Luis Guerrero Ortiz | EDUCACCIÓN
Aprovechando un largo viaje de su esposa, el marido se afanó en la redecoración de la casa para darle una sorpresa a su retorno. No solo limpió y reordenó todo de un modo distinto, sino que la pintó con esmero. El día que regresó, en efecto, desde el umbral de la puerta y con evidente asombro, los ojos de su esposa pasaron revista al nuevo panorama en 360 grados. De pronto se detuvieron en una esquina baja de la sala. En ese instante, su rostro se enrojeció y volteó a mirar a su esposo señalándole el lugar. Entonces gritó: ¡Has manchado la alfombra!
Estoy seguro que no nos llama la atención la naturalidad con la que nuestros ojos tienden a enfocarse siempre y sobre todo en los errores que cometen las personas, ni tampoco el desagrado, la irritación o el escándalo que nos causa descubrirlos. El caso relatado es real y nuestra obsesión con el error también. La crianza está moldeada de esa forma, los padres siempre están a la caza de los errores de sus hijos y, peor aún, están honestamente convencidos de que criar es corregir.
Una profesora compartió alguna vez, en el curso de un taller sobre manejo de conflictos, que cuando debía dejar solos en casa a sus tres hijos por alguna diligencia inevitable, les pegaba a todos con la correa ni bien regresaba. ¿Por qué nos pegas?, le decían. Porque sé lo que han hecho, les respondía siempre. Naturalmente, ella no tenía forma de saber si los niños habían hecho algo malo, pero quería hacerles creer que, aun estando ausente, ella siempre sabría que se habían portado mal. En otras palabras, estamos tan centrados en el error ajeno, que hasta lo presuponemos antes de que ocurra. Y, naturalmente, hemos crecido asumiendo con absoluta normalidad que a la detección (o presunción) del error le tiene que seguir una sanción, física o moral, pues así evitamos que se repita.
Luego, nos hemos hecho maestros y hemos seguido participando de esa misma cultura. Las razones son poderosas. En la historia de la educación, la sanción del error en el aprendizaje tiene raíces que se pierden en el tiempo y está tan naturalizada que no hacerlo nos causa una profunda inquietud, un desajuste, la mala consciencia del deber incumplido.

## CONTENIDO DEL MATERIAL
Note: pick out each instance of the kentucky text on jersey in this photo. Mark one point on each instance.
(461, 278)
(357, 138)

## CONSIGNA PLANTEADA 1
¿Puedes copiar textualmente el fragmento del texto sobre la obsesión con el error que va de "Una profesora compartió" a "que se repita."?
## CONSIGNA PLANTEADA 2
¿Podrías escribir cómo sigue el texto sobre la sanción del error en la crianza y la escuela, a partir de su última oración?

## RESULTADO DEL EJERCICIO 1
Una profesora compartió alguna vez, en el curso de un taller sobre manejo de conflictos, que cuando debía dejar solos en casa a sus tres hijos por alguna diligencia inevitable, les pegaba a todos con la correa ni bien regresaba. ¿Por qué nos pegas?, le decían. Porque sé lo que han hecho, les respondía siempre. Naturalmente, ella no tenía forma de saber si los niños habían hecho algo malo, pero quería hacerles creer que, aun estando ausente, ella siempre sabría que se habían portado mal. En otras palabras, estamos tan centrados en el error ajeno, que hasta lo presuponemos antes de que ocurra. Y, naturalmente, hemos crecido asumiendo con absoluta normalidad que a la detección (o presunción) del error le tiene que seguir una sanción, física o moral, pues así evitamos que se repita.

## RESULTADO DEL EJERCICIO 2
En los últimos treinta años, con las nuevas apuestas que hacen los sistemas educativos al entrar al siglo XXI, se ha empezado a hablar del error como oportunidad para aprender. No obstante, para ser sinceros, este principio no parece haber ganado muchos adeptos. Lo mismo ha ocurrido con otros principios, como el del protagonismo y la autonomía del estudiante en su trayectoria de aprendizaje. Lo que puede haber ocurrido es que nos han llegado como frases, permaneciendo invisibles los estudios y las teorías que fundamentan perspectivas como esas, tan radicalmente opuestas a nuestra forma habitual de pensar.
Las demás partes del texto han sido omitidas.